Teaching basic lab skills
for research computing

Comparing Software Carpentry to CS Principles

A lot of new educational initiatives in computing have sprung up in the past couple of years, ranging from Mozilla's Hackasaurus to the UK rethinking its grade-school curriculum. One of the biggest is the "Computer Science: Principles" project in the United States, which, with backing from the National Science Foundation, is trying to re-define the high school Advanced Placement course. They have some well-grounded ideas about what should be taught and why; how does Software Carpentry compare?

To make the long story below short, Software Carpentry is tackling a subset of the ideas and issues of CS Principles. I originally wrote, "the purely technical subset", but that's not quite right: we do look at communication and collaboration in software teams, at producing information for human consumption, at the aesthetic aspects of programming, but only insofar as these affect correctness and productivity. One reason is that our learners have much less time to devote to this than high school students have for a year-long course. Another is that we're not tasked with shaping young citizens in the way that public schools are, so communication skills and considerations of societal impact aren't our concern. I don't think we cover any big ideas that CS Principles doesn't, which is actually encouraging: if we can hang on five or ten years, we might be able to assume that most of our learners are already familiar with the big ideas, so that we can concentrate entirely on "how".

Exercises
- A) Return the part of the Software Carpentry comparison starting at "A lot of new" and ending at "Software Carpentry compare?".
- B) According to the Software Carpentry comparison, which organization is backing the "Computer Science: Principles" project?
- C) Translate this sentence from the Software Carpentry comparison into Spanish: "To make the long story below short, Software Carpentry is tackling a subset of the ideas and issues of CS Principles."

Outline labeling records:
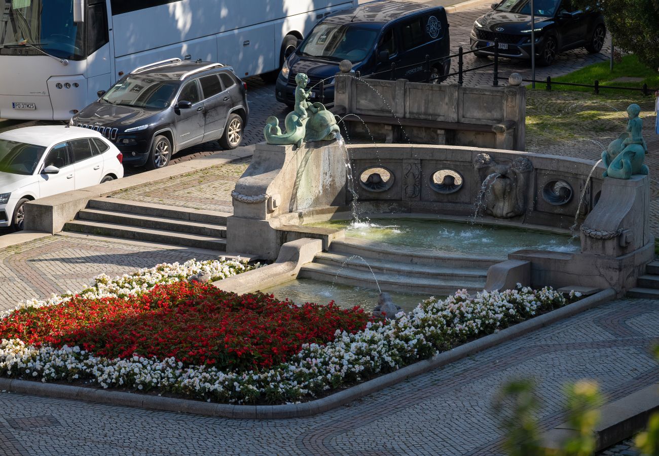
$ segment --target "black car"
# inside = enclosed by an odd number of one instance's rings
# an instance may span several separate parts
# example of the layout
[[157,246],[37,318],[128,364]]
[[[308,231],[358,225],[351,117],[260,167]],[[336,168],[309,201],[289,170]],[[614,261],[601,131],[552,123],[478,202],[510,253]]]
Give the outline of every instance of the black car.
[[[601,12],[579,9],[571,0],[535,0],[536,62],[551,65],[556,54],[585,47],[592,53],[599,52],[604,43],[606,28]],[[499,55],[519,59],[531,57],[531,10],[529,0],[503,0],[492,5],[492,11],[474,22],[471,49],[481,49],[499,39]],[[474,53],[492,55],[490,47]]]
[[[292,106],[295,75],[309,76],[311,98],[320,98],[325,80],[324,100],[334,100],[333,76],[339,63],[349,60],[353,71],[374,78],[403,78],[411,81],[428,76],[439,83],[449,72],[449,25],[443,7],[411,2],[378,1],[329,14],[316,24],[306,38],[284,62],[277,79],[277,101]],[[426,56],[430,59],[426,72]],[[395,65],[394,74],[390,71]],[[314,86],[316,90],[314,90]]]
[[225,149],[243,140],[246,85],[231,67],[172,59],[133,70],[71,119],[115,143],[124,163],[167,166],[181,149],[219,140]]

Solutions by task
- A)
A lot of new educational initiatives in computing have sprung up in the past couple of years, ranging from Mozilla's Hackasaurus to the UK rethinking its grade-school curriculum. One of the biggest is the "Computer Science: Principles" project in the United States, which, with backing from the National Science Foundation, is trying to re-define the high school Advanced Placement course. They have some well-grounded ideas about what should be taught and why; how does Software Carpentry compare?

- B) The National Science Foundation.

- C) Para resumir la larga historia que sigue, Software Carpentry aborda un subconjunto de las ideas y cuestiones de CS Principles.